* [Exercise]: Can you copy the stretch from the start of the items through the line containing "[(757, 417)]", keeping both ends and leaving the pictures out of your answer?

* [Point labeling dataset excerpts]:

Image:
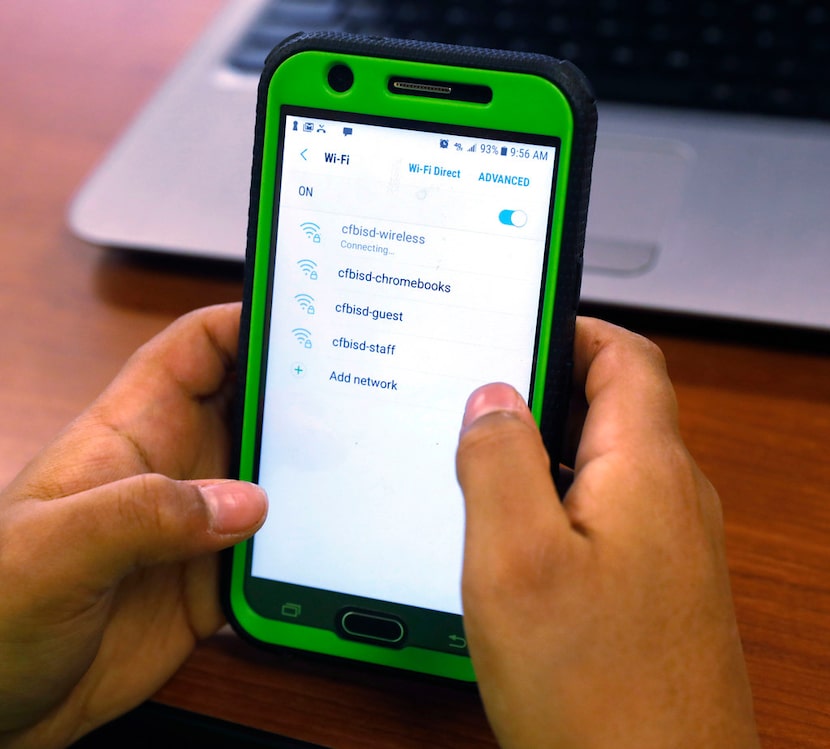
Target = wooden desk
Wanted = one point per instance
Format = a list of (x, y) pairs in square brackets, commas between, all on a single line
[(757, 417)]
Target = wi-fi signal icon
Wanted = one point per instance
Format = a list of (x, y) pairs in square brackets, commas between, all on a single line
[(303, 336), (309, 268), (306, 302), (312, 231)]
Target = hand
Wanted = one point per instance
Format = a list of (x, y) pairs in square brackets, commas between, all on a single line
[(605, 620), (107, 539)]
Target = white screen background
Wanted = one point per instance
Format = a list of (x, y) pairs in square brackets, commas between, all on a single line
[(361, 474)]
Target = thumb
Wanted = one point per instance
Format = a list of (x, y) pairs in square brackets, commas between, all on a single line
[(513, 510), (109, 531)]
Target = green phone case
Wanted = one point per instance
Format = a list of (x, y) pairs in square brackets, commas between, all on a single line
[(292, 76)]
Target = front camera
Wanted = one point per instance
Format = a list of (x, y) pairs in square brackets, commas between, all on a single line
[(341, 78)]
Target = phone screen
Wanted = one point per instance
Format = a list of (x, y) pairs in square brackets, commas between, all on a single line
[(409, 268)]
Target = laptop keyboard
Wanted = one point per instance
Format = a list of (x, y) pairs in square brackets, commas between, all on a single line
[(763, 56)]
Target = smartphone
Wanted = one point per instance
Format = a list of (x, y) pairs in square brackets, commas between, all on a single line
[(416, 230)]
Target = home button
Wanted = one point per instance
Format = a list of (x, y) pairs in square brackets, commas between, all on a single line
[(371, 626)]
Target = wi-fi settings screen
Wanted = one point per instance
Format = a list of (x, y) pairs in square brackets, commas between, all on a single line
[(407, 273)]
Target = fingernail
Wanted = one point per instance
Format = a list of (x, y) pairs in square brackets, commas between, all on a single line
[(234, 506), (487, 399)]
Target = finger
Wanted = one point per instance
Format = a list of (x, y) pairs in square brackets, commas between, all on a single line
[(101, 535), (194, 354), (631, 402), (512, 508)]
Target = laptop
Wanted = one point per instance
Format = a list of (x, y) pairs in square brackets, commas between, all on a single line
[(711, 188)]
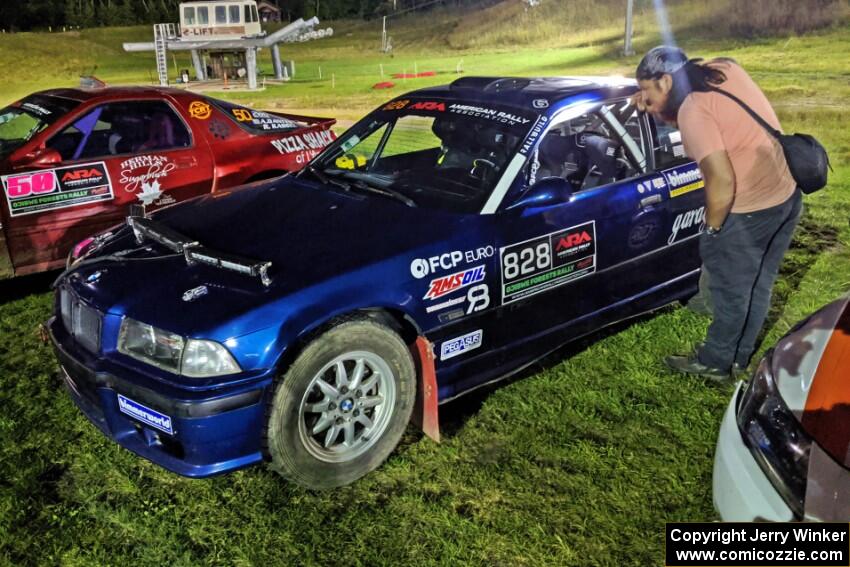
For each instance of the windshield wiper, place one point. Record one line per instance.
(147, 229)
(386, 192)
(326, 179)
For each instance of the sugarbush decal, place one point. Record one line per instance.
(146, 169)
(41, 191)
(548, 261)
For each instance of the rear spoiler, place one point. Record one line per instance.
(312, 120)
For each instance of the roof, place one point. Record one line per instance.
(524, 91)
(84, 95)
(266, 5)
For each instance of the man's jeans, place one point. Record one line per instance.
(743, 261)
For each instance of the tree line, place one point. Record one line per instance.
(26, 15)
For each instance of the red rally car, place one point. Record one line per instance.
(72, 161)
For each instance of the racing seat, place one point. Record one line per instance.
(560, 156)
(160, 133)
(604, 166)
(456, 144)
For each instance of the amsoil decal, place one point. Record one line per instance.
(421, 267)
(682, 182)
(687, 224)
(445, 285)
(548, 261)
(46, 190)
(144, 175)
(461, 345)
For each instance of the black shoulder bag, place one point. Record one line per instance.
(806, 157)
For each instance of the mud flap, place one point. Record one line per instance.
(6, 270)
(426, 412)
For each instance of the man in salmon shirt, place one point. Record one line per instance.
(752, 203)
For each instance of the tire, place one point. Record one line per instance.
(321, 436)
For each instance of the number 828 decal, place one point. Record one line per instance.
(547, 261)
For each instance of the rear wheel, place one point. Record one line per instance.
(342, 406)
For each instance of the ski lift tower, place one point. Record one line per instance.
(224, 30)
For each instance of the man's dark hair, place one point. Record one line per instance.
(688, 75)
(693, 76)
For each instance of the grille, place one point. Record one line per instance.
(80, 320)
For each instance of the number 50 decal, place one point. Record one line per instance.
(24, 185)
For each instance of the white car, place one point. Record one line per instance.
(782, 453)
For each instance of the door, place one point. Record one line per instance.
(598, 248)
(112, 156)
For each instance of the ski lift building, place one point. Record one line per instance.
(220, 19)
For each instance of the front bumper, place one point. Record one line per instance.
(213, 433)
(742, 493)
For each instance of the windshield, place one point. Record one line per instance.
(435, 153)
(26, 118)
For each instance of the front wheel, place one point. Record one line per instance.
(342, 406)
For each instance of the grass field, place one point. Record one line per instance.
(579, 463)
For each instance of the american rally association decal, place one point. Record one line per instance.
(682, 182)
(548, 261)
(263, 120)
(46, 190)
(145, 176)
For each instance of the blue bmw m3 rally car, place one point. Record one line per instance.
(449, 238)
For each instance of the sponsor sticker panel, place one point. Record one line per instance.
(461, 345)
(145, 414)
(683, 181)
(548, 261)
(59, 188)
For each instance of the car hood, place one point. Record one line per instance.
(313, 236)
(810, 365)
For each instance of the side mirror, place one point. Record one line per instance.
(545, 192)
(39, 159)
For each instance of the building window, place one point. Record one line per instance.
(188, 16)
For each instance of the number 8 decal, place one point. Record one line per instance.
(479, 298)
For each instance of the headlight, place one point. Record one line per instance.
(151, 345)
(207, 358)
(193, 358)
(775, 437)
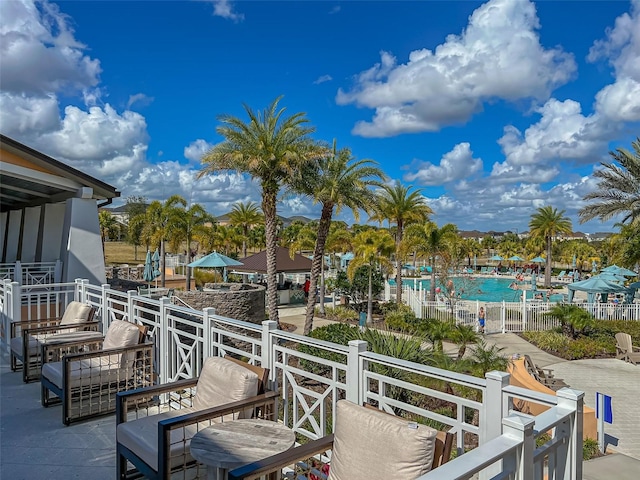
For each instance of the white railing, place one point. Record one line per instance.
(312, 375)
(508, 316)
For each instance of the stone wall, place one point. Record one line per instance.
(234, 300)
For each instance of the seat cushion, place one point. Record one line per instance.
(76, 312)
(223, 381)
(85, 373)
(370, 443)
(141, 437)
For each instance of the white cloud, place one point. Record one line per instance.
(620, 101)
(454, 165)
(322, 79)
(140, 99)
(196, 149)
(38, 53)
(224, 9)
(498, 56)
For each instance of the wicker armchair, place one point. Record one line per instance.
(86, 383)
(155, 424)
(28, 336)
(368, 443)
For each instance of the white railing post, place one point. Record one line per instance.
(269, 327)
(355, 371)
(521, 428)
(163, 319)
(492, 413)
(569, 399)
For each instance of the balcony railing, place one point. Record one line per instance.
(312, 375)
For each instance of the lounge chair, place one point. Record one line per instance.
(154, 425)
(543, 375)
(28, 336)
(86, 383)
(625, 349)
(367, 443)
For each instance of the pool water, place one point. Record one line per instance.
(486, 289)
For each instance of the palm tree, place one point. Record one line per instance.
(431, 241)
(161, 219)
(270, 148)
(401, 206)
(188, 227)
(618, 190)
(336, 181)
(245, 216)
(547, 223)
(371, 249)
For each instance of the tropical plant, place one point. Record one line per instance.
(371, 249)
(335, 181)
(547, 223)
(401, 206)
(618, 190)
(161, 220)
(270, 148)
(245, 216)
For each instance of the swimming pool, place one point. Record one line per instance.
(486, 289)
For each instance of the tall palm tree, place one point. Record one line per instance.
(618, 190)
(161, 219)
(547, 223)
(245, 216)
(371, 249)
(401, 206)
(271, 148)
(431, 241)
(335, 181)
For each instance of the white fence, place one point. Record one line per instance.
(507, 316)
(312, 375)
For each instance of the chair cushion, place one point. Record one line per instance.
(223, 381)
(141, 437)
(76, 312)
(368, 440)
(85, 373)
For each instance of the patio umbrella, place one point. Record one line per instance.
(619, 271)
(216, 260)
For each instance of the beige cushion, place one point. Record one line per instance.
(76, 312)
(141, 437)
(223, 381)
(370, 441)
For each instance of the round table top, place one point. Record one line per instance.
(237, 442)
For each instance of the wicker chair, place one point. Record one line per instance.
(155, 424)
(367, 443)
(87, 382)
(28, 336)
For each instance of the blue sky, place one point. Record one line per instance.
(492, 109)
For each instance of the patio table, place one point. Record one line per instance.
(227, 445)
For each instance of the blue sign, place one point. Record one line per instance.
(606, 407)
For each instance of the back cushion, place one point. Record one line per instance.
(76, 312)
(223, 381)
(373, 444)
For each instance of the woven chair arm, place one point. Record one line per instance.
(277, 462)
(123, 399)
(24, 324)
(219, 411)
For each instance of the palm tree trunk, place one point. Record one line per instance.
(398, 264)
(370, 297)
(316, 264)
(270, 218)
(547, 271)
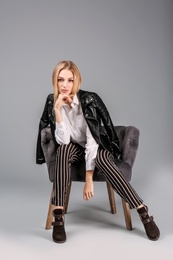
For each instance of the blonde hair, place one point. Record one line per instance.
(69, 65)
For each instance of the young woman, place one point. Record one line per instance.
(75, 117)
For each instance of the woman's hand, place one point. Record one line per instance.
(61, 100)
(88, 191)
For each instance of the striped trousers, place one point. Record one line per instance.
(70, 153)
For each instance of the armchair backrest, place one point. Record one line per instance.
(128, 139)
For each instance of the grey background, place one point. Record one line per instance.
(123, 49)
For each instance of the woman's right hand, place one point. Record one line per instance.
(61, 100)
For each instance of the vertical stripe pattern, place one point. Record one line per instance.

* [Output for this task]:
Image:
Target = wooden desk
Wanted = one point per instance
Format = a list of (x, y) pairs in square brackets, commas between, all on a single line
[(757, 417)]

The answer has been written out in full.